Task instructions =
[1] In the market commentary, what percentage of stock transactions on the NYSE were executed on declining prices this past week?
[2] From the market commentary, reproduce word for word the part that opens with the words containing "Mike Lipper’s Monday" and closes with "of available stocks.".

Text shown =
Mike Lipper’s Monday Morning Musings
Stock Markets Becoming More Difficult
Editors:
Frank Harrison 1997-2018, Hylton Phillips-Page 2018
Picking a portfolio
of currently attractive stocks is becoming more difficult around the world, both
for the portfolio managers and business managers. This is emphasized by the
media’s attention on popular indices, where a small number of stocks are driving
performance. The media, marketers, and unsophisticated investors chatter about
“The market”. However, today there are multiple sub-markets within the entire
universe of available stocks.
The job of a good
portfolio manager is to carefully select individual securities or funds. No
single account should be identical to another. Even if the two started out
identical, over time cash flows will create differences.
There is a
fundamental problem with what most scribes write about securities, as most
significant differences result from key critical elements. I will discuss the
way the late and great Charley Munger and Warren Buffett might discuss a
particular investment. (Both our clients and me personally own shares in
Berkshire Hathaway.)
Large Caps on the NYSE
Product producers
and marketeers are responsible for the bulk of large-cap volume. They are
fabricators who repackage raw materials into useable products. The better ones
have skills in both purchasing and selling. Currently, the overall stock market
view is that many of these product producing companies are in pre-recession
mode. New orders are falling behind current deliveries. The market reflects this,
with 77% of stock transactions on the NYSE executed on declining prices this past
week. By contrast, only 58% of the stocks traded on the NASDAQ were executed on
falling prices. In contrast to NYSE companies the NASDAQ has more
service-oriented companies, many of which are at an earlier part of their
cycle. Furthermore, many of these companies are led by their founders or other
entrepreneurs. Typically, Berkshire Hathaway buys companies with good
management and keeps them in place. Larger-cap companies rotate some of their
managers in training, hoping they will get useful experience at totally
managing an enterprise. This experience helps prepare them for similar
opportunities at the parent company. Even division heads often lack responsibility
for the full business.
Playing the Players
on the Fast Track
Each week the
American Association of Individual Investors (AAII) surveys a sample of their
members to get their outlook for the stock market over the next six months. In
earlier years I suspect the respondents were relatively conservative senior
citizens with meaningful portfolios. In some case they were active investors.

Data provided =
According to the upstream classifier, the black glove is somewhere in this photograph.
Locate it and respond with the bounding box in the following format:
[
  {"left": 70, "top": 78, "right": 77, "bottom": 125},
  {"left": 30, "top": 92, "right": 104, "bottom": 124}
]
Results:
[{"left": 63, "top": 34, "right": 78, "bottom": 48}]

Answer list =
[1] 77%

[2]
Mike Lipper’s Monday Morning Musings
Stock Markets Becoming More Difficult
Editors:
Frank Harrison 1997-2018, Hylton Phillips-Page 2018
Picking a portfolio
of currently attractive stocks is becoming more difficult around the world, both
for the portfolio managers and business managers. This is emphasized by the
media’s attention on popular indices, where a small number of stocks are driving
performance. The media, marketers, and unsophisticated investors chatter about
“The market”. However, today there are multiple sub-markets within the entire
universe of available stocks.